### INPUT DATA
------
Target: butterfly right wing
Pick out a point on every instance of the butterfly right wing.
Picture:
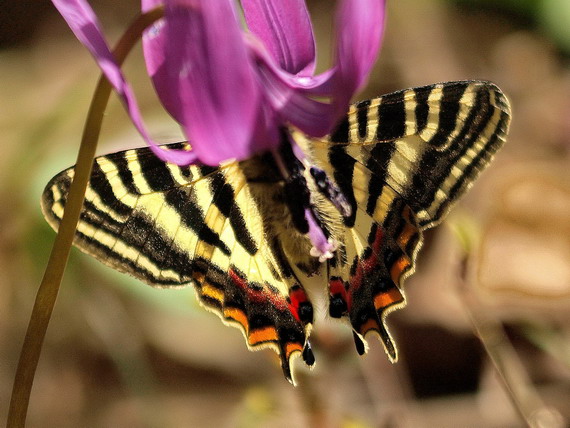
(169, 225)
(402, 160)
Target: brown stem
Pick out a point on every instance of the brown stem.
------
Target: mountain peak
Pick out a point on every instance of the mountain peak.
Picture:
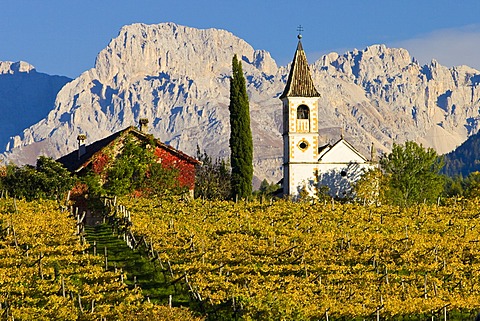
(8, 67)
------
### PROMPT
Beginning at the line above that contains "Target: brown stem", return each line exactly through the line that contains "Pick out a point on every instance of the brown", and no others.

### ANSWER
Target: brown stem
Pick out a point on every instance of the brown stem.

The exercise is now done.